EXERCISE DIRECTIONS:
Below are the entries; transcribe them exactly and drop every picture.

INPUT:
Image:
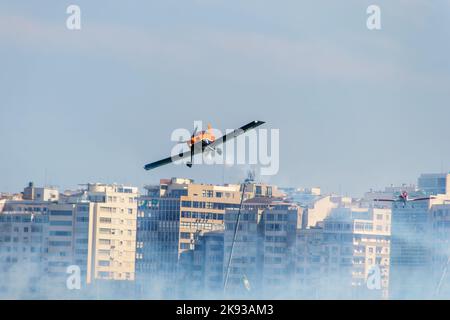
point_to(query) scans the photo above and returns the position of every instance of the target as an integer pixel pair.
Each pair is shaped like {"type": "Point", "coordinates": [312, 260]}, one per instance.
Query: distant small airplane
{"type": "Point", "coordinates": [403, 198]}
{"type": "Point", "coordinates": [203, 141]}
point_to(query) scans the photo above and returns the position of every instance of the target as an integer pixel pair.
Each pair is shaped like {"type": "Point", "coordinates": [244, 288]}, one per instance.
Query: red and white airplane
{"type": "Point", "coordinates": [403, 198]}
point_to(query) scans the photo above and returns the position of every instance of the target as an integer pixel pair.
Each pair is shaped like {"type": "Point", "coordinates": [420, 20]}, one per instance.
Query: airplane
{"type": "Point", "coordinates": [203, 141]}
{"type": "Point", "coordinates": [403, 198]}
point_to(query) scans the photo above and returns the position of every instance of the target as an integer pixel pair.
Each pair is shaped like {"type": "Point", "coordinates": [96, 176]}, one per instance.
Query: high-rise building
{"type": "Point", "coordinates": [112, 232]}
{"type": "Point", "coordinates": [262, 254]}
{"type": "Point", "coordinates": [173, 216]}
{"type": "Point", "coordinates": [433, 184]}
{"type": "Point", "coordinates": [337, 257]}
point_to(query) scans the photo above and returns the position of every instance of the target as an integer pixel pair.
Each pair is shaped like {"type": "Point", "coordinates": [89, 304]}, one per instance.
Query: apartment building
{"type": "Point", "coordinates": [173, 216]}
{"type": "Point", "coordinates": [262, 257]}
{"type": "Point", "coordinates": [336, 258]}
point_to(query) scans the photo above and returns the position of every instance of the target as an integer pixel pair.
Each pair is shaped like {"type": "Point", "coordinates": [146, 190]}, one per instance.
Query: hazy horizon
{"type": "Point", "coordinates": [356, 109]}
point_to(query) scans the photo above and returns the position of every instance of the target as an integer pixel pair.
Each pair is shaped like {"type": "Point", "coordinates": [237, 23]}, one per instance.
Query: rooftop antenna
{"type": "Point", "coordinates": [250, 178]}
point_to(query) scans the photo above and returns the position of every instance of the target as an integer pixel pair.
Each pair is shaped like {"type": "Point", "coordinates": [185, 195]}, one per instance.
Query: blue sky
{"type": "Point", "coordinates": [356, 109]}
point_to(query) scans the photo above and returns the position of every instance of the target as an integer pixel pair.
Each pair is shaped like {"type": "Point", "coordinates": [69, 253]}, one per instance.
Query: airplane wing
{"type": "Point", "coordinates": [420, 199]}
{"type": "Point", "coordinates": [168, 160]}
{"type": "Point", "coordinates": [236, 133]}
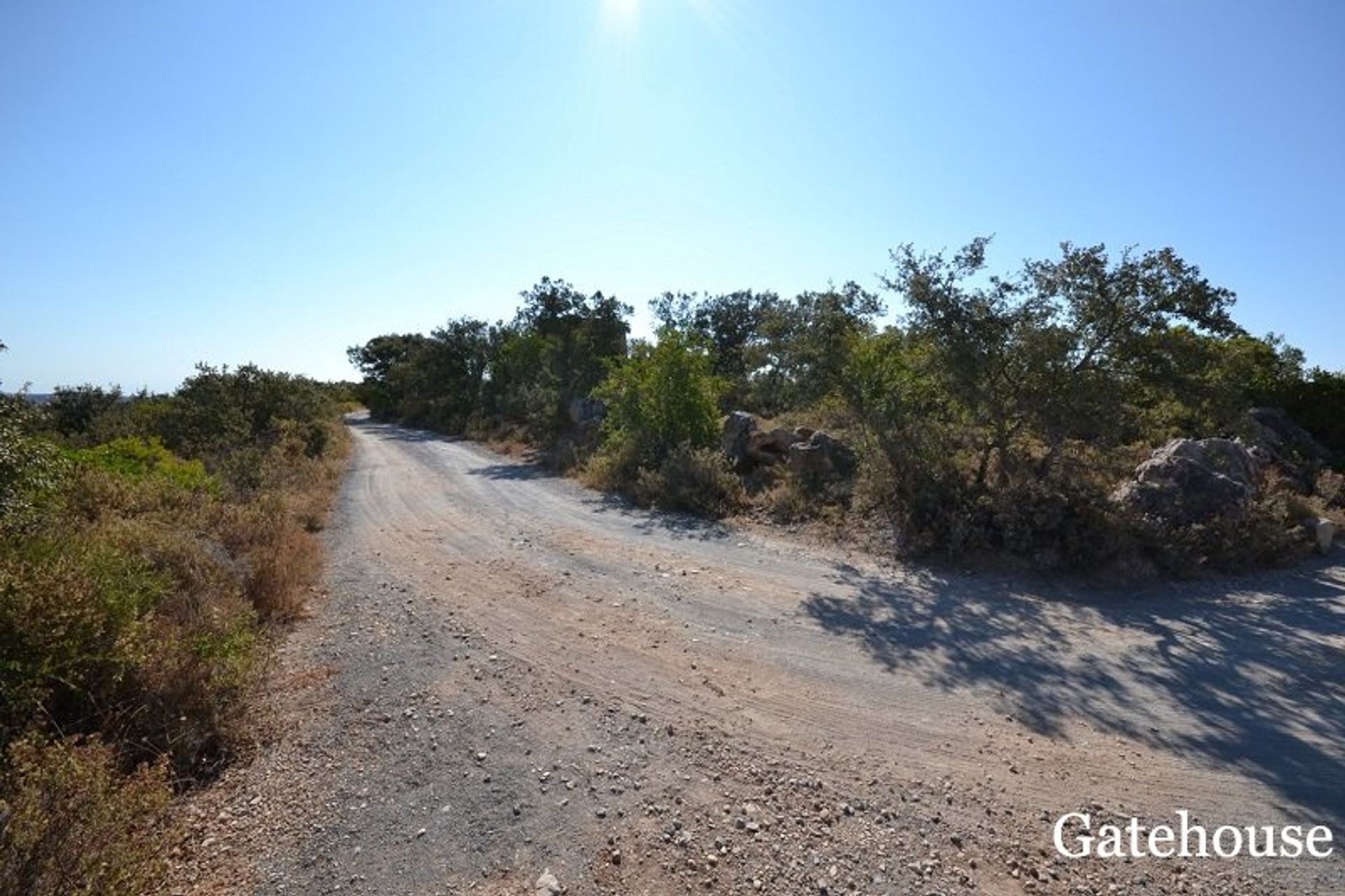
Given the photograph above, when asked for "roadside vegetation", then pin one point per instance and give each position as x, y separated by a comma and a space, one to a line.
992, 415
149, 544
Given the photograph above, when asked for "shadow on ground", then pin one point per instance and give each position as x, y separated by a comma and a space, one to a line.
1241, 673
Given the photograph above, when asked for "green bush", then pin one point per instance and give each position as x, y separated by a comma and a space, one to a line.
30, 467
146, 457
663, 397
74, 622
76, 825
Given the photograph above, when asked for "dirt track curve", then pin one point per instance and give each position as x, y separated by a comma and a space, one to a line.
511, 675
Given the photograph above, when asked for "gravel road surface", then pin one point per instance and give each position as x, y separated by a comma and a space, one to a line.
514, 685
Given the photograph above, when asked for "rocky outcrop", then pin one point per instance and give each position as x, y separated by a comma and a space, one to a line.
1321, 532
821, 456
736, 438
1290, 448
805, 450
1192, 479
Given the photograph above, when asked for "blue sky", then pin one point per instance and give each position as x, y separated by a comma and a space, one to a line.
273, 182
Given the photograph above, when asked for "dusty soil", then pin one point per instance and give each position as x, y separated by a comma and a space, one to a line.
510, 675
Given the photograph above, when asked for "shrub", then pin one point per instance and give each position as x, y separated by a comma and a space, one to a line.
30, 467
662, 399
74, 824
147, 457
74, 623
693, 479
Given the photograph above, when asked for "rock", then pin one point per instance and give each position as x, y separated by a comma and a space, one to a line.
1323, 530
768, 448
822, 457
546, 884
1295, 453
736, 438
587, 412
1192, 479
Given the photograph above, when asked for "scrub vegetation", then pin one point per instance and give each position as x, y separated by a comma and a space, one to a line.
147, 546
993, 415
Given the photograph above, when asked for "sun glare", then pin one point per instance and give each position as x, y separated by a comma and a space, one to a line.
621, 14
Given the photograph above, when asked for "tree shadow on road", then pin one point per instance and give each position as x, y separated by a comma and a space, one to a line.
1238, 673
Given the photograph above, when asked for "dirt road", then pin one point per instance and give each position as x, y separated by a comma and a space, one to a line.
513, 675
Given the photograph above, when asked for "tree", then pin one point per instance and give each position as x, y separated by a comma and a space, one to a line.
1061, 352
665, 396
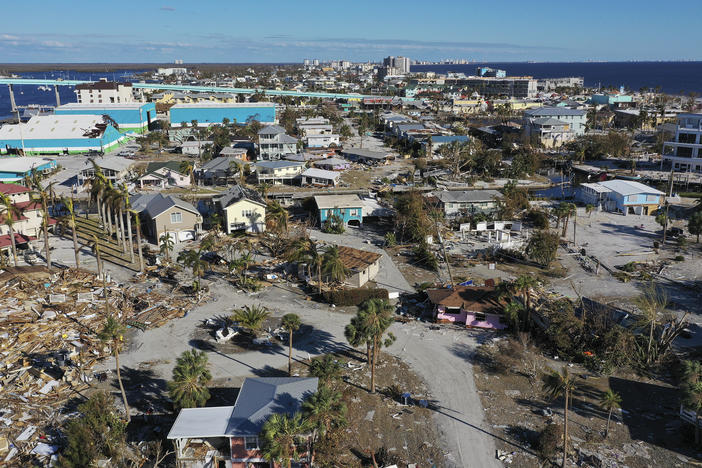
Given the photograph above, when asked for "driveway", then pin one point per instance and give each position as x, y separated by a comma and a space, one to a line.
439, 356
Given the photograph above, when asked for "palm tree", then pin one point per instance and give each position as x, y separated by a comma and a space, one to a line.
692, 391
68, 203
193, 259
652, 302
10, 215
277, 217
522, 285
324, 410
166, 245
561, 384
333, 266
326, 368
113, 333
281, 436
512, 311
191, 374
187, 167
375, 318
95, 248
137, 223
251, 317
127, 208
44, 198
290, 323
609, 401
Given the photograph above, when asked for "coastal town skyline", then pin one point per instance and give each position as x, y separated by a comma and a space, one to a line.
226, 32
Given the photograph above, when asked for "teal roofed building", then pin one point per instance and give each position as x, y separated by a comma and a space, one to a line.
129, 117
212, 113
59, 134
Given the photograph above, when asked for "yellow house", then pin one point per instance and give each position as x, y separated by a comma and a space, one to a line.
242, 209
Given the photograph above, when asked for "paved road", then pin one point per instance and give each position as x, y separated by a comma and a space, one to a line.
440, 357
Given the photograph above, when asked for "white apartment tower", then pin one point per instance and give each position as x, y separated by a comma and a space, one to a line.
685, 152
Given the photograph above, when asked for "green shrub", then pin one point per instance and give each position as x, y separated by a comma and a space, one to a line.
344, 297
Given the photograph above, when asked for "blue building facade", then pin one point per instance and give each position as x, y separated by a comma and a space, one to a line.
129, 117
213, 113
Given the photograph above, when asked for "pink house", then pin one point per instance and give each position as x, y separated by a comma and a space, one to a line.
476, 307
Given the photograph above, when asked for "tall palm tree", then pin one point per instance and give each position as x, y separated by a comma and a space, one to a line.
333, 266
512, 311
652, 302
282, 436
127, 208
191, 374
692, 391
251, 317
9, 216
187, 167
95, 248
326, 368
561, 384
609, 401
290, 323
324, 410
193, 259
277, 217
375, 317
113, 333
137, 224
523, 285
68, 203
43, 194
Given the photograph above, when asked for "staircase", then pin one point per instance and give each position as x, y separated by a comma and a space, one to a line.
110, 250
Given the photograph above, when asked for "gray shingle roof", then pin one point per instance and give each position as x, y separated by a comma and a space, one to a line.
467, 196
552, 111
153, 204
236, 193
261, 397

EXERCISE RESPONSE:
Image:
point_to(query) scans the photo above and returns the position of every instance of the target as an integer pixel pair.
Each pair is shaped like {"type": "Point", "coordinates": [312, 260]}, one per instance.
Query: distant small airplane
{"type": "Point", "coordinates": [403, 198]}
{"type": "Point", "coordinates": [203, 141]}
point_to(query) scans the photo above and returns the position of every instance of the target as an integer pixel pair.
Each pair is shaped like {"type": "Point", "coordinates": [244, 288]}, one per instance.
Query: red and white airplane
{"type": "Point", "coordinates": [403, 198]}
point_to(query) scans the photo above and returns the position of every instance of the target as an integer pixel pair.
Each pair is shaped like {"type": "Point", "coordinates": [420, 20]}, one per instance.
Query: airplane
{"type": "Point", "coordinates": [203, 141]}
{"type": "Point", "coordinates": [403, 198]}
point_to(query) scans the photo above and returns the position of every instance of the target as an integer pixel pair.
Each pair is shaped like {"type": "Point", "coordinates": [96, 176]}, one per instance.
Query: high-rise building
{"type": "Point", "coordinates": [112, 232]}
{"type": "Point", "coordinates": [262, 254]}
{"type": "Point", "coordinates": [173, 216]}
{"type": "Point", "coordinates": [433, 184]}
{"type": "Point", "coordinates": [337, 257]}
point_to(query) scans the photo above and returns the position of every instance of the target as an integer pixel pair.
Each pair is shaped like {"type": "Point", "coordinates": [89, 304]}, one per instance.
Query: apartment building
{"type": "Point", "coordinates": [173, 216]}
{"type": "Point", "coordinates": [262, 257]}
{"type": "Point", "coordinates": [336, 258]}
point_to(query) scans the photo above and returns the position of every instance of the target as an integer pixel pair.
Each pair is shaped like {"type": "Point", "coordinates": [146, 190]}, one per instance.
Query: hazy horizon
{"type": "Point", "coordinates": [356, 109]}
point_to(query) scans the photo above and returns the position of every instance of the target as an integer pixel pair.
Each pair is shaped like {"type": "Point", "coordinates": [237, 23]}, one per instance.
Query: rooftop antenna
{"type": "Point", "coordinates": [250, 178]}
point_to(query) scans the photo above and returns the position of every instance of the target as an integer pixel pair.
Each pair is shaped like {"type": "Point", "coordinates": [185, 195]}, one per instance.
Query: blue sky
{"type": "Point", "coordinates": [356, 109]}
point_to(query) scans the photo above and returns the position of every instance of the target as an integer pixel pair.
Each pair is shaped like {"type": "Point", "coordinates": [69, 253]}, one per instance.
Query: airplane wing
{"type": "Point", "coordinates": [420, 199]}
{"type": "Point", "coordinates": [168, 160]}
{"type": "Point", "coordinates": [236, 133]}
Given the photograph above, when asked for "roadside vegetation", then pin one point per instance and give each position as x, y separated by a comma and a space, one to a line.
992, 415
149, 544
Given the photograph above, when asked for "shadow on ground", then pin one point per instance and give each position as x, y separated by a comma and a space, one to a line.
1241, 673
Given the photograph above, when asked for "green bush", then pin one point per instance and give each position as x, y separated by a comma and a space, one to a line.
30, 467
146, 457
663, 397
74, 622
76, 825
Given the photograph above, when asked for "dirt track curve", then pin one point per instance and give each position as x, y separated by a comma and a space, one to a line.
511, 675
Given the photograph above, when asked for "gravel road surface", then pin one point per instance and give each position as x, y separated by a comma and a space, one to a line.
514, 685
Given the photograph above, when asked for "rocky outcrop", then pin one point per instance and give each position as x, y separated by a comma and a space, one to a line.
1321, 532
821, 456
736, 438
1290, 448
805, 450
1192, 479
Given the photograph above, when asked for "blue sky", then pin one point per instance and give each position as x, y separated by a comma and a space, one to a line.
273, 182
Given the photograph above, when asked for "dusty soil", then pin one point per instance and give each position as x, y separated by a comma and a space, one to a line.
510, 675
Given the photograph above, when asked for "shrub", then pin one point per instance and give each position as x, y separated by a comma and a space, one to a line.
30, 467
662, 399
74, 824
147, 457
74, 623
693, 479
Given the photograph above, when asked for "rock", then pin one point per instance and give each position as x, y separated by a comma and a space, one to a line.
1323, 530
768, 448
822, 457
546, 884
1295, 453
736, 438
587, 412
1192, 479
Given the photograph above, when asked for "scrub vegetation", then pin one point per instance and give each position as x, y separated by a comma and a space, one to a line.
147, 546
993, 415
Given the photograph above, when asked for "sun glare", then pin one point per instance and give each position as x, y separated by a comma and a space, one to a line.
621, 14
Given the photograph above, when asked for "tree shadow on road", then pin one point per instance and give each position as x, y separated by a comma and a space, one to a line.
1238, 673
Given the photograph above, when asked for "dirt road", then pin one point per instance and give each position as x, y separated by a comma and a space, one to a line.
513, 675
Given the photograph above, when asked for "tree", then pin one point per instance and give each position as x, y separated by a comma and a space, one to a line.
1061, 352
665, 396
Given the photograph above, when asked for "driveway", then pin one point per instance and give each position as x, y separated by a comma and a space, one to a line.
439, 356
Given the photograph above, when asked for "palm tree", then pin one point per instance and give each position as x, y separated by a comma and a space, one to a line.
692, 391
68, 203
193, 259
652, 302
10, 215
277, 217
522, 285
324, 410
166, 245
561, 384
333, 266
326, 368
113, 333
281, 436
512, 311
191, 374
187, 167
375, 318
95, 248
137, 223
251, 317
127, 208
44, 198
290, 323
609, 401
Given the photograph above, when asked for "coastal town skyline", then pin one point per instance and give each position as x, y separated by a comma and a space, one to a line.
226, 32
Given the photograph above, when asked for "teal roofed building", then pin one point per instance and give each position as x, y separated by a comma and a space, one to a line.
129, 117
212, 113
59, 134
Given the photograph above, when asked for "yellow house", then pin one point per instance and give each position as x, y separated by a comma and a space, one to a line.
242, 209
Given the photograph above, when asked for "paved road", then pin one point per instance and give each position as x, y separated by a comma and a space, one to a line.
440, 357
Given the photograph above, when asked for "white apartment tower", then pin one point per instance and give each position as x, y separated by a comma and a space, one to a line.
685, 152
Given the photograph above, when asked for "green shrub", then pin one point per instance and give each position as x, y separated by a comma and a space, one to a line.
344, 297
Given the photograph above, when asked for "blue building facade", then pin one point per instance and give each position as x, y separated by a comma and a space, one to a line.
129, 117
213, 113
Given the photograph above, when asked for "pink house", then pin one point per instance and give each position as x, y separated by a comma and a space, one to a line.
476, 307
Given the photograph above, when asked for "tall palm tree", then pin one point per instance and give each position as x, y separated by a comma and a space, one to a line.
333, 266
512, 311
652, 302
282, 436
127, 208
191, 374
692, 391
251, 317
9, 216
187, 167
95, 248
326, 368
561, 384
609, 401
290, 323
324, 410
193, 259
277, 217
375, 317
113, 333
137, 224
523, 285
68, 203
43, 194
Given the photograph above, when asked for "staircase", then pin one point per instance and give each position as x, y separated by a comma and a space, one to a line.
110, 250
Given the photograph above, when asked for "gray shingle roof", then pin one point per instance and give each position as x, y separated by a comma and a space, one to a line.
467, 196
552, 111
153, 204
236, 193
261, 397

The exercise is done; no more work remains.